◆ **Exercise**: Rewrite the listing below, renaming "benchmark" to "evaluation" throughout and keeping every other word unchanged.

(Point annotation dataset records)
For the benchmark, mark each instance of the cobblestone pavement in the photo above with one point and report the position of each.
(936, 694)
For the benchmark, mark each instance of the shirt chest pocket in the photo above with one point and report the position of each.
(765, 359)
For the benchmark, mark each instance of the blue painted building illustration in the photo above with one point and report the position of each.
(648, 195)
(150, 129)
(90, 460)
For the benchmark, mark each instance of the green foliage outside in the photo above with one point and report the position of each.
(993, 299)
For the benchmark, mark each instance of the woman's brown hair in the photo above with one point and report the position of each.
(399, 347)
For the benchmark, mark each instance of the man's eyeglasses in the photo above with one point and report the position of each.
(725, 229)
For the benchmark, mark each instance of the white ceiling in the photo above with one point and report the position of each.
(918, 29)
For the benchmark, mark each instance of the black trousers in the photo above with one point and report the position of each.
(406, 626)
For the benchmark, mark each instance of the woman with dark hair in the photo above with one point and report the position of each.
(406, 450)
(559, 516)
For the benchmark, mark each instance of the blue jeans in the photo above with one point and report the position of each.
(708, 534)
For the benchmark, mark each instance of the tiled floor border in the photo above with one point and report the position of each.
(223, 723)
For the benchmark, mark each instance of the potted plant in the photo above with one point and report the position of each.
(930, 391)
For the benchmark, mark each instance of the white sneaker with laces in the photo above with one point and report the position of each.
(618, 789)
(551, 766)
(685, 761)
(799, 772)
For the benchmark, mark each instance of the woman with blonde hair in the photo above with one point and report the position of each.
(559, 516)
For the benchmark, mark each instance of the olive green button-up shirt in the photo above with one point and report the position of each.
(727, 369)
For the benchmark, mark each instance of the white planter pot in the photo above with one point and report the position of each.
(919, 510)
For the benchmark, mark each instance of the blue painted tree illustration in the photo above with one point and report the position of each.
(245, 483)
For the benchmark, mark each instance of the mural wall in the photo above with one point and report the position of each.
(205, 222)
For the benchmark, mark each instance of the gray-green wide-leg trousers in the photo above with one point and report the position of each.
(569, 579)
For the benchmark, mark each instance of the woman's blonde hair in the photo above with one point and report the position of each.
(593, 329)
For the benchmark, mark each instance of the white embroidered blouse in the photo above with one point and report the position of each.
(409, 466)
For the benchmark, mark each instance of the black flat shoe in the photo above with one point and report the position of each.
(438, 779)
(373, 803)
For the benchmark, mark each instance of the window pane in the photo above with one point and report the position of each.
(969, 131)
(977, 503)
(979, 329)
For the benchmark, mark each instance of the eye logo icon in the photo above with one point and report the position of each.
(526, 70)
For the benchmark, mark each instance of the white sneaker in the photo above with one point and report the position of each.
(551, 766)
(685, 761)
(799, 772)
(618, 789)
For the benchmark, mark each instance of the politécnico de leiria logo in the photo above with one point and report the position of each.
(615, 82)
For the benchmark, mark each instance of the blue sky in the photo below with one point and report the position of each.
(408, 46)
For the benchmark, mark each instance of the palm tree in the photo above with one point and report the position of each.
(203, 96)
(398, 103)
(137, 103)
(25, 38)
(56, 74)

◆ **Solution**:
For the evaluation, mark each instance of the cobblestone pavement in the photo above with one point and report the position of each.
(936, 694)
For the evaluation, mark each instance of the shirt chest pocket in the photo above with one point and report the position of each.
(765, 359)
For the evaluation, mark each instance of the blue painted building illustration in the photo above with one point and report the position of each.
(648, 195)
(150, 129)
(90, 460)
For the evaluation, mark each instance of the green foliage outside in the photo above with one point and report the position of each.
(993, 299)
For the evaluation, mark each instance of the woman's brown hair in the photo above with one point and report the position of each.
(399, 347)
For the evaluation, mark each instance of the man's eyeglasses in the photo above with one point and report the position of each.
(725, 229)
For the evaluation, mark each instance of the white ceiling in the photo above with one point and report the position of each.
(918, 29)
For the evaluation, mark each instance of the black trousers in the photo above with one point and report the position of each.
(406, 626)
For the evaluation, mark each instance of the woman with dark hair in the photo above with one point and report the position of each.
(406, 450)
(559, 516)
For the evaluation, mark each instance of the blue jeans in the photo above with one point and report the position of each.
(708, 534)
For the evaluation, mark each instance of the tiled floor border in the photo above with one point and report the position of each.
(223, 723)
For the evaluation, mark each instance of the potted plant in the photo above with one point and report the position of each.
(930, 391)
For the evaluation, mark each instance of the white sneaker with laces in the photo above with one point and report the position of each.
(618, 789)
(551, 766)
(685, 761)
(799, 772)
For the evaluation, mark each instance of the woman with blonde hair in the photo above with one point and report the position of each.
(559, 516)
For the evaluation, mark each instance of the olive green button-up shirt in the photo above with one point and report the position of each.
(727, 369)
For the evaluation, mark each instance of the white planter pot in the photo above with one point and report the position of each.
(919, 510)
For the evaluation, mark each instance of the blue painted tree illustration in the photo above with one point and report the position of each.
(245, 483)
For the evaluation, mark each instance of the mural wall in the photo above with one point and report the position of each.
(205, 222)
For the evaluation, mark each instance of the gray-green wide-leg trousers in the photo above with one point and report the position of each.
(569, 579)
For the evaluation, mark each instance of the woman's blonde hair in the photo above with one point and report the position of each.
(593, 329)
For the evaluation, mark each instance of the white embroidered blouse in the photo above with one point and report the position of each.
(409, 466)
For the evaluation, mark each instance of the black flat shoe in the photo above with one point and report the position of each.
(438, 779)
(373, 803)
For the evaluation, mark each instance of the window pane in the photo above with one point and report the position of each.
(969, 131)
(977, 503)
(979, 329)
For the evaluation, mark each instance of the eye logo icon in the photo above with one point and report the position of each.
(526, 70)
For the evaluation, mark each instance of the white sneaker in the photo above with one point and report the position of each.
(551, 766)
(685, 761)
(799, 772)
(618, 789)
For the evaluation, mark each instance of the politécnico de leiria logo in the photo above with one point and report the position of each.
(615, 82)
For the evaluation, mark each instance of the blue sky in the photo below with one point and report the position of each.
(408, 46)
For the evaluation, mark each instance of the palm tree in the photo above with one point and report the position of each.
(203, 96)
(398, 103)
(137, 103)
(25, 38)
(56, 74)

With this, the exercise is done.